What you have to do
Reproduce every one of the items below verbatim, keeping each line intact.

Excerpt from a dataset:
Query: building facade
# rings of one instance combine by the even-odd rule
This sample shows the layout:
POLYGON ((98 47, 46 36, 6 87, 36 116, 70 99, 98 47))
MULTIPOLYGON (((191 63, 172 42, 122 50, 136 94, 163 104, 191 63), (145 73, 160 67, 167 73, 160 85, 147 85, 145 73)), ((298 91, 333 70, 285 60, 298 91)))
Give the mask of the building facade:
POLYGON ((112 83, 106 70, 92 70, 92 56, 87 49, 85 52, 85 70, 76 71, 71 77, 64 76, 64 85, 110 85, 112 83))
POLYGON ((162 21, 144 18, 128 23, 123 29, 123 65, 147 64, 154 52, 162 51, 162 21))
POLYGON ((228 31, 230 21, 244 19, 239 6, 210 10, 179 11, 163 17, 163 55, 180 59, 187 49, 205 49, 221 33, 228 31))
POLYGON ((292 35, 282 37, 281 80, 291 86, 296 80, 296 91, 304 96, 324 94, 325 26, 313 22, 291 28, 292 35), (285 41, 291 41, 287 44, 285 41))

Response for this exercise
Query: building facade
# rings of one instance combine by the even-odd rule
This sample shows the layout:
POLYGON ((98 47, 46 36, 6 87, 36 116, 70 99, 98 47))
MULTIPOLYGON (((191 63, 172 42, 122 50, 136 94, 163 104, 191 63), (145 73, 160 67, 167 73, 160 85, 147 85, 145 73)), ((298 91, 333 70, 285 60, 298 91)))
Give the mask of the building facade:
POLYGON ((112 83, 106 70, 92 70, 92 56, 87 49, 85 52, 85 70, 76 71, 71 77, 64 76, 64 85, 110 85, 112 83))
POLYGON ((162 21, 144 18, 128 23, 123 29, 123 65, 147 64, 154 52, 162 51, 162 21))
POLYGON ((228 31, 230 21, 244 19, 239 6, 210 10, 179 11, 163 17, 163 55, 180 59, 187 49, 205 49, 221 33, 228 31))
POLYGON ((292 35, 282 37, 281 80, 291 86, 296 80, 296 91, 304 96, 324 94, 325 26, 313 22, 291 28, 292 35), (285 41, 291 41, 287 44, 285 41))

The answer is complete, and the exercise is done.